Action item:
Answer these questions from the post about North Korean fuel rods:
(a) On what date were the photos taken?
(b) What mass do David Albright and Kevin O'Neill give for each uranium fuel rod?
(c) Who modeled the image in SketchUp?

Jeffrey LewisNORK Fuel Rod

There has been a lot of technical discussion about the North Korean fuel rods, from their size to how they are stored.

Now, the South Korean government has a released pictures of a rod and the rods in storage. Awesome!

Photos of North Korea’s unused fuel rods to produce plutonium, the material for nuclear weapons, are disclosed yesterday. The photos were taken Jan. 16 at a warehouse of a nuclear fuel rod factory in North Korea by a South Korean fact-finding team led by Hwang Joon-guk, chief of the Foreign Affairs and Trade Ministry`s policy planning bureau on the North`s nuclear program.

Thanks Allen Thomson, you rule!

David Albright and Kevin O’Neill claim that each uranium fuel rod has “a diameter of 2.9 centimeters, a length of 52 centimeters, and a mass of 6.242 kilograms.” That’s a 18:1 length to diameter ratio, which is broadly consistent with the image.

Somebody want to throw that into SketchUp and make sure?

Update: Friend of Wonk Derek DeJong modeled the image in SketchUp and, yes, it is indeed as David Albright and Kevin O’Neill suggest. Click on the image for the SketchUp file (it is live now):

You rule, too, Derek!

Comments

  1. peter (History)

    There are more photos at DailyNK

  2. Major Lemon (History)

    I know a big problem these North Koreans have is where to get yellow shoe polish.

  3. Rwendland (History)

    Don’t forget there are two types of fuel rod; the 6.2kg one for the 5MWe experimental reactor, and a heavier one for the 50MWe reactor abandoned under the 1994 Agreed Framework. I think both were manufactured pre-1994, certainly the 50MWe rods were.

Extracted entries:

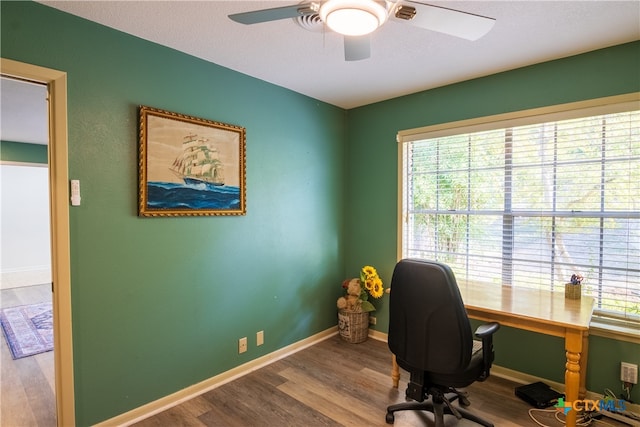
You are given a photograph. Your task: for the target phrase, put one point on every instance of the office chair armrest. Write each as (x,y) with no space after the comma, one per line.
(485,332)
(487,329)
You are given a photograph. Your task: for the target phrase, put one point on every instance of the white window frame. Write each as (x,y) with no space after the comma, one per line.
(559,112)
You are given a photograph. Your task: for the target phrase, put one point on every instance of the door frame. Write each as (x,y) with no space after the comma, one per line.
(56,82)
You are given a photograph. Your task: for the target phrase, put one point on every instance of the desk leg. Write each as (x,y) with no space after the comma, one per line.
(582,393)
(395,372)
(573,346)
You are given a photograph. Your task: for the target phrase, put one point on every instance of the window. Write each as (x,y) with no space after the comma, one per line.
(530,199)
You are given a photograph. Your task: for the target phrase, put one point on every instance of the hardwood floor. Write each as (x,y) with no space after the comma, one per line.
(26,385)
(335,383)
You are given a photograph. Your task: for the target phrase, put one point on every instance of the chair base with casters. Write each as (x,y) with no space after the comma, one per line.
(439,404)
(431,338)
(426,395)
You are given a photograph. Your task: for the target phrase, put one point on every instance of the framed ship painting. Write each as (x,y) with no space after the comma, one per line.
(190,166)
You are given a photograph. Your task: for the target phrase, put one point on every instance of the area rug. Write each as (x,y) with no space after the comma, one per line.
(28,329)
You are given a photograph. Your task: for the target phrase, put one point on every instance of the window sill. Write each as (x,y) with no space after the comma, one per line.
(618,330)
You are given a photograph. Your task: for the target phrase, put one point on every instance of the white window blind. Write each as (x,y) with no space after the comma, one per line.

Result below:
(a) Jan. 16
(b) 6.242 kilograms
(c) Derek DeJong